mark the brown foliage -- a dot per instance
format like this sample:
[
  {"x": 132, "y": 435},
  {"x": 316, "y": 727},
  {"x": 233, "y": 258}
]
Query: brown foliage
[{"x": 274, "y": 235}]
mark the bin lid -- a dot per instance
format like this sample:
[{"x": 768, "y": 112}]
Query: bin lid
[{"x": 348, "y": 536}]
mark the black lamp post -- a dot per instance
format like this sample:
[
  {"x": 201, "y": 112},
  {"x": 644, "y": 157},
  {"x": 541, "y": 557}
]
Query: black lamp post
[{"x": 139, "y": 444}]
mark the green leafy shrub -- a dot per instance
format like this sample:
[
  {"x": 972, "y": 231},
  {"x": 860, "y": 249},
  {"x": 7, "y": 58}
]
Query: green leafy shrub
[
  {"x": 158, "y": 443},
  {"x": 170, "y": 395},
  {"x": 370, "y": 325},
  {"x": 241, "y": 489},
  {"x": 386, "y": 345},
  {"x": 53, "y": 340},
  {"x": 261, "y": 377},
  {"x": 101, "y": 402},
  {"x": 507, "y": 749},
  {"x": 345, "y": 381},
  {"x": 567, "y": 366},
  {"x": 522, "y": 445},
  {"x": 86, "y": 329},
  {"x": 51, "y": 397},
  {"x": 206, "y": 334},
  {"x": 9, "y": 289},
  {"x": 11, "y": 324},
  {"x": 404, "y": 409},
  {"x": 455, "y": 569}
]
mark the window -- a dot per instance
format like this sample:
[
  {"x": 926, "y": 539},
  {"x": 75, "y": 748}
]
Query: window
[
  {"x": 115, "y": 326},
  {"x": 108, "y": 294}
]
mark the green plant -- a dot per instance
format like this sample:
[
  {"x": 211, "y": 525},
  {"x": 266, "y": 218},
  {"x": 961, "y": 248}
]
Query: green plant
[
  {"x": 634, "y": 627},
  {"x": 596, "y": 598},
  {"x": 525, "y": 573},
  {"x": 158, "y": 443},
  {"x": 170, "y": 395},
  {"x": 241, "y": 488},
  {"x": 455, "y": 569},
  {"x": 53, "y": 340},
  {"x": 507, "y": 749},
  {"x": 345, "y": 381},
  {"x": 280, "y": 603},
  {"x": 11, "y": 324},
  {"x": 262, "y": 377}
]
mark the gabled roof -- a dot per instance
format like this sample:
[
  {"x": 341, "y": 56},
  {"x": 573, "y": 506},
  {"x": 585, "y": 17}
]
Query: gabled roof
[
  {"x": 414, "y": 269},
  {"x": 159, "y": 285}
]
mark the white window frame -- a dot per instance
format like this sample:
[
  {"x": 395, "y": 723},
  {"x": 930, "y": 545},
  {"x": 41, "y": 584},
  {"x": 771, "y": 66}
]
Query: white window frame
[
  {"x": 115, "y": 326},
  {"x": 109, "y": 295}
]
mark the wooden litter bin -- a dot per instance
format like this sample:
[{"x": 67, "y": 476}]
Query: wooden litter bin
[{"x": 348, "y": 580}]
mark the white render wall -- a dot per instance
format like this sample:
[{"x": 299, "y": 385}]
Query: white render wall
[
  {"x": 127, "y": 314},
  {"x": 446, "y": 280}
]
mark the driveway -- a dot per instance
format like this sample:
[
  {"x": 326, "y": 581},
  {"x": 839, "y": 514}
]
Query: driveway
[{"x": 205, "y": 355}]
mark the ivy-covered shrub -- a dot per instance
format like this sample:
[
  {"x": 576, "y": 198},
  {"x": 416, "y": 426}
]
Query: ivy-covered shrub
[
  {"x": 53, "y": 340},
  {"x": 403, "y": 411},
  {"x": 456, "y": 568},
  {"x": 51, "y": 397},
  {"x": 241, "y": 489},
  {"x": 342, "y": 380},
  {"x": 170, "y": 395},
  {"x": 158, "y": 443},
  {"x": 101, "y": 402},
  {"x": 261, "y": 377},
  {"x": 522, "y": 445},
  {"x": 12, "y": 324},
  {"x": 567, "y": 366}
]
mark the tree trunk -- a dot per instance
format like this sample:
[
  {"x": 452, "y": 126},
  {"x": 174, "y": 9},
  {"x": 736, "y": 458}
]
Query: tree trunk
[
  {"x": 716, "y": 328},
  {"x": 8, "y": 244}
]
◇ ◇ ◇ ◇
## [Work instruction]
For this exercise, write all the records out again exactly.

## [Expected answer]
mark the brown foliage -- a dot per instance
format like this sample:
[
  {"x": 132, "y": 435},
  {"x": 316, "y": 727},
  {"x": 233, "y": 258}
]
Query: brown foliage
[{"x": 274, "y": 235}]
mark the bin lid -- a dot per instance
format like this sample:
[{"x": 768, "y": 112}]
Query: bin lid
[{"x": 348, "y": 536}]
mark the black lamp post -- a dot per instance
format like this sample:
[
  {"x": 201, "y": 112},
  {"x": 644, "y": 157},
  {"x": 541, "y": 557}
]
Query: black lamp post
[{"x": 139, "y": 444}]
mark the green leafy shrub -- a dot per instance
format like this sample:
[
  {"x": 972, "y": 231},
  {"x": 860, "y": 249},
  {"x": 7, "y": 58}
]
Query: green leafy shrub
[
  {"x": 158, "y": 443},
  {"x": 170, "y": 395},
  {"x": 370, "y": 325},
  {"x": 241, "y": 489},
  {"x": 386, "y": 345},
  {"x": 53, "y": 340},
  {"x": 261, "y": 377},
  {"x": 101, "y": 402},
  {"x": 507, "y": 749},
  {"x": 345, "y": 381},
  {"x": 567, "y": 366},
  {"x": 522, "y": 445},
  {"x": 86, "y": 329},
  {"x": 51, "y": 397},
  {"x": 206, "y": 334},
  {"x": 9, "y": 289},
  {"x": 11, "y": 324},
  {"x": 404, "y": 409},
  {"x": 455, "y": 569}
]
mark the window -- a dot per instance
format like this sample:
[
  {"x": 926, "y": 539},
  {"x": 75, "y": 748}
]
Query: window
[
  {"x": 115, "y": 326},
  {"x": 108, "y": 294}
]
mark the green plant -- a dot per instance
format like this sample:
[
  {"x": 211, "y": 525},
  {"x": 266, "y": 218},
  {"x": 961, "y": 248}
]
Query: green plant
[
  {"x": 634, "y": 627},
  {"x": 596, "y": 598},
  {"x": 525, "y": 573},
  {"x": 158, "y": 443},
  {"x": 170, "y": 395},
  {"x": 241, "y": 488},
  {"x": 455, "y": 569},
  {"x": 53, "y": 340},
  {"x": 507, "y": 749},
  {"x": 345, "y": 381},
  {"x": 280, "y": 603},
  {"x": 11, "y": 324},
  {"x": 262, "y": 377}
]
mark the gabled roof -- a dot per instance
format like this sample:
[
  {"x": 341, "y": 56},
  {"x": 573, "y": 506},
  {"x": 585, "y": 17}
]
Query: gabled roof
[
  {"x": 414, "y": 269},
  {"x": 159, "y": 285}
]
mark the white window frame -- a dot per instance
format like this sample:
[
  {"x": 395, "y": 723},
  {"x": 930, "y": 545},
  {"x": 41, "y": 584},
  {"x": 771, "y": 66}
]
Query: white window frame
[
  {"x": 115, "y": 326},
  {"x": 109, "y": 295}
]
mark the wooden litter bin -- a dot per instance
format like this sample:
[{"x": 67, "y": 476}]
Query: wooden litter bin
[{"x": 348, "y": 580}]
mark the white render wall -- a dot per instance
format like this sample:
[{"x": 299, "y": 385}]
Query: white render wall
[
  {"x": 127, "y": 314},
  {"x": 446, "y": 280}
]
mark the driveway -- a dot per instance
format like this sample:
[
  {"x": 326, "y": 581},
  {"x": 839, "y": 514}
]
Query: driveway
[{"x": 205, "y": 355}]
mark the ivy-covered shrub -- a dot per instance
format like this sample:
[
  {"x": 576, "y": 198},
  {"x": 416, "y": 426}
]
Query: ivy-covered shrub
[
  {"x": 53, "y": 340},
  {"x": 403, "y": 411},
  {"x": 456, "y": 568},
  {"x": 51, "y": 397},
  {"x": 241, "y": 489},
  {"x": 342, "y": 380},
  {"x": 170, "y": 395},
  {"x": 158, "y": 443},
  {"x": 101, "y": 402},
  {"x": 261, "y": 377},
  {"x": 522, "y": 445},
  {"x": 12, "y": 324},
  {"x": 567, "y": 366}
]
mark the tree trunk -- a dot per instance
format like this sample:
[
  {"x": 452, "y": 126},
  {"x": 174, "y": 9},
  {"x": 736, "y": 458}
]
Query: tree trunk
[
  {"x": 716, "y": 328},
  {"x": 8, "y": 244}
]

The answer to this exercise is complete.